WHAT IS EXPECTED: Read the records beneath this task and copy every line that contains the string "tree".

RECORDS FOR THIS TASK:
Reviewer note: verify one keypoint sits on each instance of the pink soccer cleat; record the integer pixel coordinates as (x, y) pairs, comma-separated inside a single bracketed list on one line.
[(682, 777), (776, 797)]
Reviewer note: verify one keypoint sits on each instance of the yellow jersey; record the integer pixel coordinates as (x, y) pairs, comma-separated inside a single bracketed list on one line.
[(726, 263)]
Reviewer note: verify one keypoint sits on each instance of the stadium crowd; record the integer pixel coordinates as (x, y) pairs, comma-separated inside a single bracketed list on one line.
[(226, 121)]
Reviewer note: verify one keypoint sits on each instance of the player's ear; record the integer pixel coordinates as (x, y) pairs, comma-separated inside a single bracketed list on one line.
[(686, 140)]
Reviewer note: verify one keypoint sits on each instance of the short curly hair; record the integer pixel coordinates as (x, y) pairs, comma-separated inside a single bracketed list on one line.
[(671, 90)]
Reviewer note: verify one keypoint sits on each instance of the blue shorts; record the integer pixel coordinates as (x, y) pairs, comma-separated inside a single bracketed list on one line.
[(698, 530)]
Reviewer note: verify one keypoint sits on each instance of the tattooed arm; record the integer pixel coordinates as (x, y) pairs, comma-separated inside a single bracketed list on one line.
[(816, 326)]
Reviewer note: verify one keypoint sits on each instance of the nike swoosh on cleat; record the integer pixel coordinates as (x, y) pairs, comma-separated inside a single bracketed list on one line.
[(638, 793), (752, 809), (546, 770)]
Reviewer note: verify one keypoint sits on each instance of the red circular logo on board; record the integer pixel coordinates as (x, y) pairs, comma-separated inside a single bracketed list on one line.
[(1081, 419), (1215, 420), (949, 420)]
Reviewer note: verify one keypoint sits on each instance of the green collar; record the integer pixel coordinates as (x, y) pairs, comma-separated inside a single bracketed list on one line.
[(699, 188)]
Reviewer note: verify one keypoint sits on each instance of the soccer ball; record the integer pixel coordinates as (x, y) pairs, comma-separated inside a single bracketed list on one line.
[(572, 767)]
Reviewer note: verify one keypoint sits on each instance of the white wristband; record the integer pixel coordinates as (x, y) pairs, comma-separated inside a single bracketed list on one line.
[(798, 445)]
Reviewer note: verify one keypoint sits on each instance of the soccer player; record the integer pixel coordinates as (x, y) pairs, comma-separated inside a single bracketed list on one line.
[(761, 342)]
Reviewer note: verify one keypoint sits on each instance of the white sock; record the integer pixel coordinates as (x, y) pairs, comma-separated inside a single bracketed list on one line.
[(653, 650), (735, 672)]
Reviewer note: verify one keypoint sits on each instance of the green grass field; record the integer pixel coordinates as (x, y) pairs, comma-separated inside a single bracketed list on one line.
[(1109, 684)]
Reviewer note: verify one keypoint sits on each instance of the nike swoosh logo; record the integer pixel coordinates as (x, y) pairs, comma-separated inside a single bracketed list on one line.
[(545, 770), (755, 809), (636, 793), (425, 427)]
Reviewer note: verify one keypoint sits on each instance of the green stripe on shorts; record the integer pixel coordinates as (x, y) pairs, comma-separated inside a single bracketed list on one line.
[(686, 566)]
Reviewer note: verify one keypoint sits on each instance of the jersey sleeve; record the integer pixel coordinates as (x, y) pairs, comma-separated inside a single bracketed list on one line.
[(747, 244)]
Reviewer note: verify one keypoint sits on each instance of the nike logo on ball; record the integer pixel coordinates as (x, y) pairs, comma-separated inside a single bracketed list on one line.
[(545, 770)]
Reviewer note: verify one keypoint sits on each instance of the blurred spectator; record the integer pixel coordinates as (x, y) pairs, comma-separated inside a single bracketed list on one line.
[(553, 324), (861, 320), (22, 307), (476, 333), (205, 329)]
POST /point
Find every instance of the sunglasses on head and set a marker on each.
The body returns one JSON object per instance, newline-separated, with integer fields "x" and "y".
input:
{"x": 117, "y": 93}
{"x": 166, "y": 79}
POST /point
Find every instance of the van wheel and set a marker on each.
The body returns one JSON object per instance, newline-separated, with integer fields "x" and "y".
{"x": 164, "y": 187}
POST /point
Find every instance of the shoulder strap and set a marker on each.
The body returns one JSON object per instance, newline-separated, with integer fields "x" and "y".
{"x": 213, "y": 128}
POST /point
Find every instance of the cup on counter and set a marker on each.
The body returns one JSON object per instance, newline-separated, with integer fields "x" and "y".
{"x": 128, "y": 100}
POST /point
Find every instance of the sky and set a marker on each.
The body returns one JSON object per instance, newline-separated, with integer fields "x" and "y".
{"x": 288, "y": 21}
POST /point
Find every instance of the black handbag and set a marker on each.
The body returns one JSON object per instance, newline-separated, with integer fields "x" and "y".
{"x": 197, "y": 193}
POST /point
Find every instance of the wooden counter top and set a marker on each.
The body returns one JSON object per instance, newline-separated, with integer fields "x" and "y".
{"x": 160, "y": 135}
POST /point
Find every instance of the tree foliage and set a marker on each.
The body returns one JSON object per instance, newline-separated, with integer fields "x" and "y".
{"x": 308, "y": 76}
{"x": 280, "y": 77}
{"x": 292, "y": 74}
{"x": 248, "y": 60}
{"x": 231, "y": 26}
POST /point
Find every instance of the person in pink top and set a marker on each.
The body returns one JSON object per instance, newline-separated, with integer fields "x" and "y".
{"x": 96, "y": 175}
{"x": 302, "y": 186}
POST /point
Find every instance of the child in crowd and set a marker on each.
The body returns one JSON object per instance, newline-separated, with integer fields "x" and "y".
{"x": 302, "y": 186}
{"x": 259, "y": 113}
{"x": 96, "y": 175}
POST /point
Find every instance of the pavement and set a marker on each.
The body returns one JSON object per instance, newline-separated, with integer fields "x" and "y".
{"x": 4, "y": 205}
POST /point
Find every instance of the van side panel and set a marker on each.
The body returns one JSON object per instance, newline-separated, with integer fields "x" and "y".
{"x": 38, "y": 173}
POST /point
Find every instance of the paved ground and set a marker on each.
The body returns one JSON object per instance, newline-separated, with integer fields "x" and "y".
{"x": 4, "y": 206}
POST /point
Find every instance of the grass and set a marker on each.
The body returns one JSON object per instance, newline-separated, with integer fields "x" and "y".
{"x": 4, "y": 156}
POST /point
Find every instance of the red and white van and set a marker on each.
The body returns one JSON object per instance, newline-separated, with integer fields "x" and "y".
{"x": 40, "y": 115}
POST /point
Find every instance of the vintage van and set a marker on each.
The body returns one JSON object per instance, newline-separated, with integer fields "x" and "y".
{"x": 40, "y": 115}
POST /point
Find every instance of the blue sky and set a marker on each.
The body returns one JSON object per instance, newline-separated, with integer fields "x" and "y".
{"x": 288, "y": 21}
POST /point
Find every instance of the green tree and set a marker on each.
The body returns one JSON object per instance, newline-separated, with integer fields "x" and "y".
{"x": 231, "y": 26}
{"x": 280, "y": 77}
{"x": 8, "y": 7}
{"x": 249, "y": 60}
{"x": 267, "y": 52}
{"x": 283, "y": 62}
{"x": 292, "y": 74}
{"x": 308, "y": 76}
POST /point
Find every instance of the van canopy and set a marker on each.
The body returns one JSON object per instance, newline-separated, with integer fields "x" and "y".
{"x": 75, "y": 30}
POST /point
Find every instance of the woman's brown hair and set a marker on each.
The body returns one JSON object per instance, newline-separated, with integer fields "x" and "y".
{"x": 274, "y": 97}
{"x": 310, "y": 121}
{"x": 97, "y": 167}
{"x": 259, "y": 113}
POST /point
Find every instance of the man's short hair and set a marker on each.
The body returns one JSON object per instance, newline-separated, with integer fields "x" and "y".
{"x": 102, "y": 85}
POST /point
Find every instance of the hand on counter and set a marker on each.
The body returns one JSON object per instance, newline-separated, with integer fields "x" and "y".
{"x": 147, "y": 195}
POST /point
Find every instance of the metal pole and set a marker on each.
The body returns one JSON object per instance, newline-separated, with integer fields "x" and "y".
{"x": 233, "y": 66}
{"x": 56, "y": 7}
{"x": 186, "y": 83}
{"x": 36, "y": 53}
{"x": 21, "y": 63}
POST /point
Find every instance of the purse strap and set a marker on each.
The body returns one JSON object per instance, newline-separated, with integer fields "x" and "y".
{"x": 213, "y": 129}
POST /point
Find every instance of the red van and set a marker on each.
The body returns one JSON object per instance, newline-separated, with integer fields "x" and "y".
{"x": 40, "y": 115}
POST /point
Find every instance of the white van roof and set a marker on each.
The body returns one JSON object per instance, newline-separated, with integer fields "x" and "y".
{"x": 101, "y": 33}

RESPONSE TO THIS EXERCISE:
Find every instance of the tree foliage and set a marker on each.
Find every instance of the green tree and set a marker on each.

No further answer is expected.